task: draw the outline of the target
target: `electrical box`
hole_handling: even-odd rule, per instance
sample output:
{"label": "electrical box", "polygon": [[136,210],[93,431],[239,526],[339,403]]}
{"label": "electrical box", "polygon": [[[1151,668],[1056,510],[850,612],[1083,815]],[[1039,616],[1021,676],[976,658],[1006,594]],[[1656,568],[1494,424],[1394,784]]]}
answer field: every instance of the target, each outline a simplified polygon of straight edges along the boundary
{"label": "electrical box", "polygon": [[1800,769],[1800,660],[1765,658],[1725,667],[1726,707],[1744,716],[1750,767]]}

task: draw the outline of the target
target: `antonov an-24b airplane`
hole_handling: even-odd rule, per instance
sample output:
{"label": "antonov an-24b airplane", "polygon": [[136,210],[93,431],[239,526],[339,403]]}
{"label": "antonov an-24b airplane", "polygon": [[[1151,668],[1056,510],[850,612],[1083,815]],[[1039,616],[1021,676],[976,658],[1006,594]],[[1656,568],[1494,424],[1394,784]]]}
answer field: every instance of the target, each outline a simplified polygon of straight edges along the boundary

#### [Exercise brief]
Print the records again, exactly as they stand above.

#### [Task result]
task: draw the outline of the target
target: `electrical box`
hole_handling: even-odd rule, per instance
sample output:
{"label": "electrical box", "polygon": [[136,210],[93,431],[239,526],[339,403]]}
{"label": "electrical box", "polygon": [[[1151,668],[1056,510],[850,612],[1083,815]],[[1039,616],[1021,676],[976,658],[1006,594]],[[1656,568],[1494,424],[1394,784]]]}
answer field: every instance of the target, each outline a simplified polygon of straight edges along the boundary
{"label": "electrical box", "polygon": [[1800,769],[1800,660],[1765,658],[1725,667],[1726,707],[1744,716],[1750,767]]}

task: draw the outline of the target
target: `antonov an-24b airplane`
hole_handling: even-odd rule, per instance
sample output:
{"label": "antonov an-24b airplane", "polygon": [[136,210],[93,431],[239,526],[339,403]]}
{"label": "antonov an-24b airplane", "polygon": [[[1151,668],[1056,510],[850,612],[1083,815]],[[1039,616],[1021,676],[976,658],[1006,594]],[[1656,568],[1494,424],[1394,784]]]}
answer field: every instance of the target, each outline a simplified polygon of straight edges along the boundary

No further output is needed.